— START RECORDS TO PROCESS —
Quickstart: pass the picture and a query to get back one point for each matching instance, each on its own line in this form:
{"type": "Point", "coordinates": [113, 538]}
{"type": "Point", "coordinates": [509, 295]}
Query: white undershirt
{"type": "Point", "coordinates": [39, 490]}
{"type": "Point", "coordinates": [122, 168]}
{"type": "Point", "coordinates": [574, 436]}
— END RECORDS TO PROCESS —
TASK BRIEF
Reproduce every entry above verbatim, line for line and in the original order.

THE RESPONSE
Quickstart: pass the picture and a query to get back one point for each matching instance, each on its own line in this form:
{"type": "Point", "coordinates": [113, 538]}
{"type": "Point", "coordinates": [509, 295]}
Query: white undershirt
{"type": "Point", "coordinates": [39, 490]}
{"type": "Point", "coordinates": [122, 168]}
{"type": "Point", "coordinates": [574, 436]}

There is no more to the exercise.